:: Given instruction ::
Lines before the one containing "[mark] the wet" are excluded; retype that line and all remaining lines of the material exactly.

:: Given records ::
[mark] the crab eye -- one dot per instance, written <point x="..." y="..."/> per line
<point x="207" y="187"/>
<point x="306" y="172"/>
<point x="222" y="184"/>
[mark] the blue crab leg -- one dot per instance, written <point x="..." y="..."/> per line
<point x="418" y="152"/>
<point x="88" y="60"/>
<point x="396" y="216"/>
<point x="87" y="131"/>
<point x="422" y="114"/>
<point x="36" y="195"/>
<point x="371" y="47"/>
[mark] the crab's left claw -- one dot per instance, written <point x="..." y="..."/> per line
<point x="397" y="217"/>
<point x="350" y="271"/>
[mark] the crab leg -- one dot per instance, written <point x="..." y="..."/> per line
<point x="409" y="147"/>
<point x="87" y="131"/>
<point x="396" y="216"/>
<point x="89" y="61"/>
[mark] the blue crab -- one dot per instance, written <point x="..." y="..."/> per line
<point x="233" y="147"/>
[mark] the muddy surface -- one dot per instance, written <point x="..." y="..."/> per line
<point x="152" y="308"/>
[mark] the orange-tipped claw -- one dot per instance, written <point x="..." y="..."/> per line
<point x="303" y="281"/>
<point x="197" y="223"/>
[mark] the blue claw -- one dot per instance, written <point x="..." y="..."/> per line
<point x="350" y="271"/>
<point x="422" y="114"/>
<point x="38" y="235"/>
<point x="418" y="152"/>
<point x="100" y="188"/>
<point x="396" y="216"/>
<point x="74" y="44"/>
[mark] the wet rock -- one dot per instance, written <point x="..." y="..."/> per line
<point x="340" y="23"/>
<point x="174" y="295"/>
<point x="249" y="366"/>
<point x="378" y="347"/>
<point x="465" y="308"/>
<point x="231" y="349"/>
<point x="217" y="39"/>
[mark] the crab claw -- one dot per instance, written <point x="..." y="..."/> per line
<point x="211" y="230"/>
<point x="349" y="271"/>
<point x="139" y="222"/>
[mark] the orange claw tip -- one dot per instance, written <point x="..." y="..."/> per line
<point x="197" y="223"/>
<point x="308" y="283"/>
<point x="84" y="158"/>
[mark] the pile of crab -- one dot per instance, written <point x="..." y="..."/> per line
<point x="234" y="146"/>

:: Final result ::
[mark] the wet rock -- one dot per instance, written <point x="..." y="..."/> per line
<point x="340" y="23"/>
<point x="174" y="295"/>
<point x="249" y="366"/>
<point x="378" y="347"/>
<point x="465" y="308"/>
<point x="231" y="349"/>
<point x="217" y="39"/>
[mark] the crab claw -- one dot per instance, written <point x="..." y="..."/> per line
<point x="211" y="230"/>
<point x="349" y="271"/>
<point x="139" y="222"/>
[mark] the orange claw tip -- one dot per instance, written <point x="..." y="..."/> per line
<point x="197" y="223"/>
<point x="308" y="283"/>
<point x="84" y="158"/>
[mark] the pile of crab -- one dot per instance, written <point x="..." y="..."/> per line
<point x="234" y="146"/>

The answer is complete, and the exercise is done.